GIVEN INSTRUCTION: Put all of the items below into a numbered list, leaving out any blank lines.

ROWS:
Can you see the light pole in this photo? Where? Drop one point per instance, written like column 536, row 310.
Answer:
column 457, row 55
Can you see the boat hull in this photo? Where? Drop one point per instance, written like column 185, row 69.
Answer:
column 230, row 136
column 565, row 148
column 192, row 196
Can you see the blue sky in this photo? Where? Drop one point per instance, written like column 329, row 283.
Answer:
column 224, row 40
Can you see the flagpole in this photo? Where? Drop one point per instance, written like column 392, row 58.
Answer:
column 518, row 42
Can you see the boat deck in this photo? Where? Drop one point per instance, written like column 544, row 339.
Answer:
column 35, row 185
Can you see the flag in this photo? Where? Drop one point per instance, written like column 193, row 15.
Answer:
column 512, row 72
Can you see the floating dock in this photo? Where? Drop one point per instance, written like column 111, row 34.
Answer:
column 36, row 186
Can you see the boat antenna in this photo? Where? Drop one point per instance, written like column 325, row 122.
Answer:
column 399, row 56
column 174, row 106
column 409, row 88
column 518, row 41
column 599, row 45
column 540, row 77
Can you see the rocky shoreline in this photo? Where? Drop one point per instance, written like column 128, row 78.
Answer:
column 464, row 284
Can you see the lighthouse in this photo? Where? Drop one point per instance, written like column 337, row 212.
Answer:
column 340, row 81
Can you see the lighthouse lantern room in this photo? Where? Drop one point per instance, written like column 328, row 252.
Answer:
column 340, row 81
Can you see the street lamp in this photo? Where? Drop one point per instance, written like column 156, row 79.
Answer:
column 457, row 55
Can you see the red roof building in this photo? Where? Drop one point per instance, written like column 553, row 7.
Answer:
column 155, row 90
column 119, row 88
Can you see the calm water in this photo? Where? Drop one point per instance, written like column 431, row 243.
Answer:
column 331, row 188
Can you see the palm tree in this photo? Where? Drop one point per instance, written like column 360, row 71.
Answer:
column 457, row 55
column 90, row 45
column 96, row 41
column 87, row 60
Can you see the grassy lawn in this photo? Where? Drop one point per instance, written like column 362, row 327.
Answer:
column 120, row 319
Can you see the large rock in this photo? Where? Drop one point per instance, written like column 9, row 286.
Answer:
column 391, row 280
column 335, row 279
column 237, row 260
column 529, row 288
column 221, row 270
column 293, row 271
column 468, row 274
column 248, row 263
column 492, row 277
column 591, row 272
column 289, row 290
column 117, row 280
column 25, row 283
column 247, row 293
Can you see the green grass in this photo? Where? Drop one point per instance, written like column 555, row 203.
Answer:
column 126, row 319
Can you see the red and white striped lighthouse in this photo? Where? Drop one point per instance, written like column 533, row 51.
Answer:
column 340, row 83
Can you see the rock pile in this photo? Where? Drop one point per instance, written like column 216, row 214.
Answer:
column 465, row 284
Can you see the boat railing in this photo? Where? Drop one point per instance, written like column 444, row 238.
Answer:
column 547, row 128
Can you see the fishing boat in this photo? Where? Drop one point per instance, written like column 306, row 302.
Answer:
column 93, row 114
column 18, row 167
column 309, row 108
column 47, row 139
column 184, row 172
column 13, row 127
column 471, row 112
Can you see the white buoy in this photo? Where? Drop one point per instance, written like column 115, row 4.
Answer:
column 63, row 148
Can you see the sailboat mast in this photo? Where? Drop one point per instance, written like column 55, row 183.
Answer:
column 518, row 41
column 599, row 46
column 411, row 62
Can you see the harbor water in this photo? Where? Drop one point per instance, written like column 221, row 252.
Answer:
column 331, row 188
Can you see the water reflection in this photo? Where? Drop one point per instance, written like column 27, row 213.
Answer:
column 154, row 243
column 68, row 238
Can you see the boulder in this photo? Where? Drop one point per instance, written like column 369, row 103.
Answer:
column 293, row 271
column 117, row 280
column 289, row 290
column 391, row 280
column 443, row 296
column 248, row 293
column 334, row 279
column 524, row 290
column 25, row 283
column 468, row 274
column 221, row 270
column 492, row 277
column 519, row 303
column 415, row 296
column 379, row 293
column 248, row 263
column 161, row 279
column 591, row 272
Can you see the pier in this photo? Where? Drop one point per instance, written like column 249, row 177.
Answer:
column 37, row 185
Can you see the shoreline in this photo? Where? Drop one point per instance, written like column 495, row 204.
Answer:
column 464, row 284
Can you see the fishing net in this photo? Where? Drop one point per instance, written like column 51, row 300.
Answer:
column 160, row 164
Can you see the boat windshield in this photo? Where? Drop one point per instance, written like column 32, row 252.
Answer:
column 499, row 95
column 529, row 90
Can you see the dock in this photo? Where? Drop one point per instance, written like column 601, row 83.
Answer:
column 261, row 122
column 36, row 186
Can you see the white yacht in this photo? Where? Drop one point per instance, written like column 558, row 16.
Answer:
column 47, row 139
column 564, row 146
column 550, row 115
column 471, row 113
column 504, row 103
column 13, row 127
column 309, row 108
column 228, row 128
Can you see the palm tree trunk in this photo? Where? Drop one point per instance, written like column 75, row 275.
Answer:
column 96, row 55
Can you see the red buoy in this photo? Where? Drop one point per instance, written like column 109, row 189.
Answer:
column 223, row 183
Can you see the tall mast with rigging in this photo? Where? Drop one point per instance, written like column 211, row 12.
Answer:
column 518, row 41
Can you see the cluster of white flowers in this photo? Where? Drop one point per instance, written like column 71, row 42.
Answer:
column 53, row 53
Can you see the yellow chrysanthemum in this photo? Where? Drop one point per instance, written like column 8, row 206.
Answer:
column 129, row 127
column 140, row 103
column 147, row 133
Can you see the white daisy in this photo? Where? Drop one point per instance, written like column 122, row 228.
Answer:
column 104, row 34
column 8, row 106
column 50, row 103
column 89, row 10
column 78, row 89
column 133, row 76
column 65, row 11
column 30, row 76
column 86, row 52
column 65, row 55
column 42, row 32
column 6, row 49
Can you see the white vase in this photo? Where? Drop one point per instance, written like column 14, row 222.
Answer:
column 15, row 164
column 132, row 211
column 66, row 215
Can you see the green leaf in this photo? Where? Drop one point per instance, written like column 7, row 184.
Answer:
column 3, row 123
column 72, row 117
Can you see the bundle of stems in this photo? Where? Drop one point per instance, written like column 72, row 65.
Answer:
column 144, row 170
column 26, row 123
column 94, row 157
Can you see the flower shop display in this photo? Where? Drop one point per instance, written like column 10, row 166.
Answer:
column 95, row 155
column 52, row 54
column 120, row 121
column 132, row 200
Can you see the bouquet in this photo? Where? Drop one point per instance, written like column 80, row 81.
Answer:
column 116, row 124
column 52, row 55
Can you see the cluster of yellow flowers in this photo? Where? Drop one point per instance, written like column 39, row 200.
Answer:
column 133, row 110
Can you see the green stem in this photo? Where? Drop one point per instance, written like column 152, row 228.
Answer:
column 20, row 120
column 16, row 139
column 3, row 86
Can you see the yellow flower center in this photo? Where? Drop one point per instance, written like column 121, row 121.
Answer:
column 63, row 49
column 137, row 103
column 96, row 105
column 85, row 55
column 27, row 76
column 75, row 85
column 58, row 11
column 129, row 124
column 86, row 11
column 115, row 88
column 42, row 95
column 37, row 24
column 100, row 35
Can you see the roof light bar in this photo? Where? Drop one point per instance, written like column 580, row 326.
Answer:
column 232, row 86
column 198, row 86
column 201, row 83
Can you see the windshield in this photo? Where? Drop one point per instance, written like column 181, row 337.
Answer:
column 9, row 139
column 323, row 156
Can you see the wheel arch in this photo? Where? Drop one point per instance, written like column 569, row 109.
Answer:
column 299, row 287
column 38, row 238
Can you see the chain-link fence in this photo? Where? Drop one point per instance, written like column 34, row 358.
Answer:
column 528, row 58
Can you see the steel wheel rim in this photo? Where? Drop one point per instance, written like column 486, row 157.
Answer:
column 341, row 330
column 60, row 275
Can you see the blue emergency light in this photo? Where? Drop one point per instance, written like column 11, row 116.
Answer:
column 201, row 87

RESULT:
1. Can you see the light pole in this photo? Where? Drop one point per instance, written like column 536, row 310.
2. Answer:
3. column 457, row 55
4. Can you see the boat hull in this photo? Where? Drop one point per instance, written like column 185, row 69.
5. Answer:
6. column 230, row 136
7. column 565, row 148
8. column 192, row 196
9. Can you see the blue sky in this photo? Where? Drop one point per instance, written like column 329, row 283.
10. Answer:
11. column 224, row 40
12. Can you see the flagpole in this photo? Where? Drop one point per instance, written like column 392, row 58.
13. Answer:
14. column 518, row 42
15. Can you see the boat deck in this photo? Where? Drop one point per instance, written like column 544, row 339.
16. Answer:
17. column 35, row 185
18. Can you see the flag in this photo? Where? Drop one point per instance, written like column 193, row 15.
19. Answer:
20. column 512, row 72
21. Can you see the floating dock in this photo? Where? Drop one point per instance, written like column 111, row 34.
22. Answer:
23. column 36, row 186
24. Can you see the boat antenna in this photo? Where? Drop one point per instance, written like column 325, row 122.
25. Answer:
26. column 399, row 56
27. column 174, row 106
28. column 409, row 88
29. column 518, row 41
30. column 599, row 45
31. column 540, row 77
32. Can you see the rocky shoreline in this photo? Where? Drop one point per instance, written like column 128, row 78.
33. Answer:
34. column 464, row 284
35. Can you see the lighthouse in this photo? Where? Drop one point per instance, written like column 337, row 212.
36. Answer:
37. column 340, row 81
38. Can you see the lighthouse lantern room in this photo? Where? Drop one point per instance, written like column 328, row 252.
39. Answer:
40. column 340, row 81
41. Can you see the street lamp in this photo? Where? Drop one point per instance, written like column 156, row 79.
42. Answer:
43. column 457, row 55
44. Can you see the red roof building in this photo? Where? Drop one point per instance, written like column 553, row 7.
45. Answer:
46. column 155, row 90
47. column 119, row 88
48. Can you see the calm water in this photo? Where? Drop one point per instance, written like column 431, row 243.
49. Answer:
50. column 331, row 188
51. Can you see the palm tree in this photo? Where? Drop one point per instance, written like column 360, row 71.
52. Answer:
53. column 457, row 55
54. column 90, row 45
55. column 96, row 41
56. column 87, row 60
57. Can you see the grassy lawn in this photo? Where? Drop one point per instance, written like column 362, row 327.
58. Answer:
59. column 120, row 319
60. Can you see the large rock in this photo? Where? Drop one point per instance, written like column 9, row 286.
61. Answer:
62. column 391, row 280
63. column 335, row 279
64. column 237, row 260
65. column 529, row 288
66. column 221, row 270
67. column 293, row 271
68. column 468, row 274
69. column 248, row 263
70. column 492, row 277
71. column 591, row 272
72. column 289, row 290
73. column 117, row 280
74. column 25, row 283
75. column 247, row 293
76. Can you see the green grass in this photo? Where? Drop one point per instance, written like column 555, row 203.
77. Answer:
78. column 126, row 319
79. Can you see the red and white striped lighthouse in this photo? Where? Drop one point per instance, written like column 533, row 51.
80. Answer:
81. column 340, row 83
82. Can you see the rock pile in this photo? Where? Drop one point per instance, written like column 216, row 214.
83. Answer:
84. column 465, row 284
85. Can you see the boat railing in this photo? Where? Drop one point per instance, written like column 444, row 238.
86. Answer:
87. column 547, row 128
88. Can you see the fishing boat in this photo? Where? Drop one point per instance, written like column 306, row 302.
89. Answer:
90. column 93, row 114
91. column 18, row 167
92. column 309, row 108
93. column 47, row 139
94. column 184, row 172
95. column 13, row 127
96. column 471, row 112
97. Can you see the white buoy in this photo? Where? Drop one point per instance, written like column 115, row 4.
98. Answer:
99. column 63, row 148
100. Can you see the sailboat mast in this photo? Where? Drop one point per instance, written like column 55, row 183.
101. Answer:
102. column 518, row 41
103. column 599, row 46
104. column 411, row 62
105. Can you see the harbor water in this photo? Where? Drop one point per instance, written like column 221, row 252.
106. Answer:
107. column 331, row 188
108. Can you see the water reflection in this photo? Where? Drop one point per instance, written like column 27, row 213.
109. Answer:
110. column 154, row 243
111. column 68, row 238
112. Can you see the boulder in this photo? Where? Drop one point per instance, written like column 369, row 103.
113. Answer:
114. column 293, row 271
115. column 117, row 280
116. column 289, row 290
117. column 391, row 280
118. column 443, row 296
119. column 248, row 293
120. column 334, row 279
121. column 524, row 290
122. column 25, row 283
123. column 468, row 274
124. column 221, row 270
125. column 492, row 277
126. column 519, row 303
127. column 415, row 296
128. column 379, row 293
129. column 248, row 263
130. column 161, row 279
131. column 591, row 272
132. Can you see the pier in this photo? Where? Drop one point per instance, written like column 249, row 177.
133. Answer:
134. column 37, row 185
135. Can you see the shoreline in this photo? Where? Drop one point per instance, written like column 495, row 204.
136. Answer:
137. column 464, row 284
138. Can you see the fishing net in this photo? Where? Drop one point per instance, written like column 51, row 300.
139. Answer:
140. column 160, row 164
141. Can you see the boat windshield in this photo? Where? Drop one point per instance, written like column 32, row 252.
142. Answer:
143. column 499, row 95
144. column 529, row 90
145. Can you see the dock in this photo? Where? Drop one point per instance, written like column 601, row 83.
146. Answer:
147. column 261, row 122
148. column 36, row 186
149. Can you see the white yacht in this photo? Where? Drop one point per instance, written like column 558, row 16.
150. Answer:
151. column 47, row 139
152. column 564, row 146
153. column 550, row 115
154. column 471, row 113
155. column 504, row 103
156. column 13, row 127
157. column 309, row 108
158. column 228, row 128
159. Can you see the palm tree trunk in this photo? Where? Drop one point per instance, written like column 75, row 275.
160. Answer:
161. column 96, row 55
162. Can you see the red buoy in this photo? Where? Drop one point per instance, written like column 109, row 189.
163. Answer:
164. column 223, row 183
165. Can you see the tall mast with rigging in this photo? Where? Drop one point per instance, written like column 211, row 12.
166. Answer:
167. column 518, row 41
168. Can you see the cluster of white flowers in this photo? Where? Drop one point per instance, written like column 71, row 42.
169. Answer:
170. column 53, row 53
171. Can you see the yellow chrysanthemum in this photo? Where? Drop one point per instance, written like column 8, row 206.
172. Answer:
173. column 129, row 127
174. column 140, row 103
175. column 147, row 133
176. Can you see the white daisy in this photo? Where? Drop one point per instance, written like column 122, row 228.
177. Answer:
178. column 104, row 34
179. column 8, row 106
180. column 50, row 103
181. column 89, row 10
182. column 78, row 89
183. column 133, row 76
184. column 65, row 11
185. column 30, row 76
186. column 86, row 52
187. column 65, row 55
188. column 42, row 32
189. column 6, row 49
190. Can you see the white vase in this photo? Where? Drop one point per instance, written like column 14, row 222.
191. Answer:
192. column 15, row 164
193. column 132, row 211
194. column 66, row 215
195. Can you see the green leaf in this photo? Where? Drop one point per instance, written like column 7, row 184.
196. Answer:
197. column 3, row 123
198. column 72, row 117
199. Can you see the bundle of stems in this photo? Where? Drop one point per instance, written like column 72, row 65.
200. Answer:
201. column 144, row 170
202. column 26, row 123
203. column 94, row 157
204. Can you see the flower shop display in this photo? Where? Drop one point per instance, written like column 10, row 166.
205. Answer:
206. column 95, row 155
207. column 52, row 54
208. column 120, row 121
209. column 132, row 200
210. Can you see the bouquet in this photo? Where? Drop one point per instance, written like column 80, row 81.
211. Answer:
212. column 116, row 124
213. column 52, row 55
214. Can you see the cluster of yellow flowers in this photo? Where? Drop one point per instance, written like column 39, row 200.
215. Answer:
216. column 133, row 110
217. Can you see the green stem in this photo? Where? Drop one point per instance, written like column 152, row 228.
218. Answer:
219. column 20, row 120
220. column 16, row 139
221. column 3, row 86
222. Can you see the yellow flower center in this photo? Where? Drop one point per instance, written like column 121, row 121.
223. Answer:
224. column 63, row 49
225. column 137, row 103
226. column 96, row 105
227. column 85, row 55
228. column 27, row 76
229. column 75, row 85
230. column 58, row 11
231. column 129, row 124
232. column 86, row 11
233. column 115, row 88
234. column 42, row 95
235. column 37, row 24
236. column 100, row 35
237. Can you see the roof light bar in this photo? Where? Drop one point per instance, written like column 580, row 326.
238. Answer:
239. column 232, row 86
240. column 198, row 86
241. column 201, row 83
242. Can you see the windshield in this photo? Where? Drop one point per instance, written like column 181, row 337.
243. Answer:
244. column 9, row 139
245. column 323, row 156
246. Can you see the wheel arch in this photo? Where? Drop one point per instance, written like column 569, row 109.
247. Answer:
248. column 299, row 287
249. column 38, row 238
250. Can you see the chain-link fence in this photo? Where? Drop one point per instance, written like column 34, row 358.
251. Answer:
252. column 528, row 58
253. Can you see the steel wheel rim in this photo? Where? Drop one point per instance, written like column 486, row 157.
254. Answer:
255. column 341, row 330
256. column 60, row 275
257. Can you see the blue emergency light in this photo? Where? Drop one point per instance, written like column 11, row 116.
258. Answer:
259. column 201, row 87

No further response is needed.